**Short exercise a**
Edit the records from the line containing "Place a point on every instance of the camouflage" down to the end of the records, changing "plastic bag" to "paper bag" and leaving everything else untouched. Return only those edited lines.

**Page excerpt**
※ ※ ※
Lost another friend this week and that reminded me of you. You were right, my new job was where I needed to be. Good to think that youre able to watch over us and see how far we have all come. You must be putting a good word in for me.
It was said the other day at the funeral A friend is someone that knows everything about you and still likes you. I guess that says it all.
We miss you here Richie. I will always remember you and Betty being there for me when I needed one and hope that someday I get the chance to do the same.
Susie
May 14, 2003
Hi Hon

Today is our anniversary. It would have been 32 years. I still miss you so much. I wish you were still here, I know that's selfish because you are in a better place. But that's how I feel, especially today. Please keep watching over us and letting us know you are around. It helps me get through the days without you.
I love you with all my heart!
Your wife
January 01, 2003
Hi Dad, Happy New Years. Another year has come and gone and I still misss you so much. It seems like just yesterday I seen your smiling face looking back at me. We looked at some memoriable tonight and it brought alot of memories back. I know you were here tonight with us for your toast and thanks for looking out for us when we need it. I hope you enjoyed your New Years as much as we did. I love you daddy and miss you terribely.

Love your daughter
Jenni
October 03, 2002
Hi Hon,
It has been 2 years today since we lost you. It has gone by so fast, I still think of you daily. Tuesdae still talks to you and Tucker seems to know your picture. We all miss you, but know someday we will be together again. Keep watching over us.

I love you.
Your wife, Betty
May 14, 2002
Hi Babe,

Today would have been our 31st anniversary. I still think of you daily and miss you always. I saw your signs today, a rainbow on my way to work and another on my way home. Keep it up, it feels good to know you are still here with us. I love you.
※ ※ ※
[Object pointing dataset rows]
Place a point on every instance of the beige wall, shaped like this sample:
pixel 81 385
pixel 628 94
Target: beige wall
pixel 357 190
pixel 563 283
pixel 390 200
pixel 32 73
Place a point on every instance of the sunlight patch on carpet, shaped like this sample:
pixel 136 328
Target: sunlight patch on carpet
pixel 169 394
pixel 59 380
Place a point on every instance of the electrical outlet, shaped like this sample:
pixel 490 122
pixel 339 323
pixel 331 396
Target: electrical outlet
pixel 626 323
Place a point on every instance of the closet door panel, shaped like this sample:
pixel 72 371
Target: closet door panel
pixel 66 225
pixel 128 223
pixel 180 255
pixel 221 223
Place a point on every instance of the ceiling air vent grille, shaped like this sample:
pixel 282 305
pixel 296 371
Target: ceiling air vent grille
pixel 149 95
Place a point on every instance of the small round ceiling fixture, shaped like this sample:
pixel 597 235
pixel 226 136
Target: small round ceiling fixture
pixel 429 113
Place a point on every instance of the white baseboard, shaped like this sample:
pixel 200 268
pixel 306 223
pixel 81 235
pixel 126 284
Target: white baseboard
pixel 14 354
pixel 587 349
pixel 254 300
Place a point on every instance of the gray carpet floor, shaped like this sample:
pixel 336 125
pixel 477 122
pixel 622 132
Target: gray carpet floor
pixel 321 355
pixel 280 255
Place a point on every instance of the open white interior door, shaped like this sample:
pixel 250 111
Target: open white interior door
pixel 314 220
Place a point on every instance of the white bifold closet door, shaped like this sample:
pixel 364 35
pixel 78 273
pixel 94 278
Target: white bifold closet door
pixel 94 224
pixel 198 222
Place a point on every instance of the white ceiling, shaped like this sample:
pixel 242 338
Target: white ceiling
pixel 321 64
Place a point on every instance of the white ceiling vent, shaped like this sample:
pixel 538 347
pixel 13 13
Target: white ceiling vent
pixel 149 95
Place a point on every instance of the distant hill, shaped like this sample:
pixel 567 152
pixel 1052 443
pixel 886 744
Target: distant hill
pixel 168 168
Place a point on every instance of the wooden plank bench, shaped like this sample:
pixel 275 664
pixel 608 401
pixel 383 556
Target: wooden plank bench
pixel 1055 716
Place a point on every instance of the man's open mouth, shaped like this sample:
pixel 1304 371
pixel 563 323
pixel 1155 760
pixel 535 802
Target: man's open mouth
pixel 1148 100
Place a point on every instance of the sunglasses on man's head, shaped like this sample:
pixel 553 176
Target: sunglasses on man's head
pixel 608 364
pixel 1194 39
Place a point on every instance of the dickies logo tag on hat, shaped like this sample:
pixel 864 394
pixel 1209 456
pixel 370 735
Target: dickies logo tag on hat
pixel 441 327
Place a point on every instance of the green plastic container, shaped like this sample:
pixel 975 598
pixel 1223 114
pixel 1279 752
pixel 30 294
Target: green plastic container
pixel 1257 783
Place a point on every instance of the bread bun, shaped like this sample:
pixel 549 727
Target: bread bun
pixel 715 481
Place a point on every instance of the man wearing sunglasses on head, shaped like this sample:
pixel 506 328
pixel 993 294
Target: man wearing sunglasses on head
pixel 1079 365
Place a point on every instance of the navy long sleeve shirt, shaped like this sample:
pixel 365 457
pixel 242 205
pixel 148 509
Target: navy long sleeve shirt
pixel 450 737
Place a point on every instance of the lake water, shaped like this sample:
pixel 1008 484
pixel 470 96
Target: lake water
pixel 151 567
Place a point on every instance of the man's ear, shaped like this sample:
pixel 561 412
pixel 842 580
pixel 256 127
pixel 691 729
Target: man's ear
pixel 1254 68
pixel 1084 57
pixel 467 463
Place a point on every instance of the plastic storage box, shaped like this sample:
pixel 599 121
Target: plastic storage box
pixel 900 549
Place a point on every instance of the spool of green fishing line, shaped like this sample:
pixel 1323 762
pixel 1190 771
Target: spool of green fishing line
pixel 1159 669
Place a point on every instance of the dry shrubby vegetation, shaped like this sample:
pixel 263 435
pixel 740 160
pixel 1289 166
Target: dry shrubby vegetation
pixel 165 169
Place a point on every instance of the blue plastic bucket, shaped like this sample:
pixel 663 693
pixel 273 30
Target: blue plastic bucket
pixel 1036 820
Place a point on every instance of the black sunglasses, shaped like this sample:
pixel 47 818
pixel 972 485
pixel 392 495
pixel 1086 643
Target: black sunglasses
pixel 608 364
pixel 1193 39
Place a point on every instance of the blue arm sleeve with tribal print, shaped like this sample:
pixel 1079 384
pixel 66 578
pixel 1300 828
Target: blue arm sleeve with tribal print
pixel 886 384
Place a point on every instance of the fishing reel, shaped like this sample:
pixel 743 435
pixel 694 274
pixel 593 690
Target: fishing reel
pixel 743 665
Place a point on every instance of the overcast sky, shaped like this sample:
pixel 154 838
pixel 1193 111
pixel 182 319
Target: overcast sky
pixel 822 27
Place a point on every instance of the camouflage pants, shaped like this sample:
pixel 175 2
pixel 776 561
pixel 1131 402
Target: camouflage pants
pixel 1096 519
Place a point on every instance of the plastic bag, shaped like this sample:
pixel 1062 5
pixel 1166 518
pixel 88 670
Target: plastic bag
※ ※ ※
**Short exercise b**
Pick up the memorial messages to Richie from their final line and continue them.

**Reply a**
Place a point on every instance of the camouflage pants, shaped like this sample:
pixel 175 2
pixel 776 561
pixel 1131 402
Target: camouflage pants
pixel 1096 519
Place a point on every instance of the paper bag, shaped like this sample:
pixel 1062 5
pixel 1166 518
pixel 88 670
Target: paper bag

**Reply b**
Betty
December 25, 2001
Hi Babe

Today is Christmas. I still miss you so much. The holidays aren't the same without you. I'm sure you're watching over all of us. We had a toast to you and your mom at Cindy's yesterday. Hope you heard us. I know you are spending Christmas in the most sacred place of all. I love you
Your wife
Betty
October 03, 2001
Hi Dad,
Today it has been one year since you had to go to heaven and it still seems as unfair today as it did a year ago. We all miss you so much. We watched the videos of Jay and Nikki's wedding today and it was very comforting and yet sad to see you smile and laughing again. That is the one thing I miss most about you. You were always smiling or cracking a joke and making everyone happy. We don't really have that around anymore and it makes for sad days around here. I know you have been with us in the past couple weeks. We have all got your signs and I want you to know to keep sending them because it is very nice to know you are still here with us in spirit. I wish you could be here with us like it used to be but I guess God had other plans for you. One day we will know what those were but for know we still wonder why you? It doesn't seem like it's been a year, it seems like just yesterday we were all laughing or camping or doing just about anything as a family like we always did. We still do all those things but it is just very different now. Tucker is growing up so quickly, almost 20 pounds I bet. he is such a handsome little guy, but I bet you already know that. We all came down to the grave today and brought you some new things that I think you will like. But I am sure you already seen them there when we were down there. I know you are still with us every day, spiritually and in our hearts. I love you daddy and miss you so much. I hope one day this pain will weaken and it won't hurt so much.

I love you.
Jen
October 03, 2001
Hi Hon,

It has been a year since we lost you, it's so hard to believe. We still miss you so much. I think of you every day and miss your smile. Your grandkids are growing by the minute. Tuesdae still wants to know when you are coming home from heaven. Tucker is growing like a weed. He is a handsome little one. Always keep us close to you and know that you are always in our hearts.

I love you.
August 22, 2001
Hi Rich,
We are busy planning the Misslitz reunion....we can't help think that it just will not be the same without you and wanted to let you know that you are welcomed to join us in spirit and enjoy the fun.
We will miss you.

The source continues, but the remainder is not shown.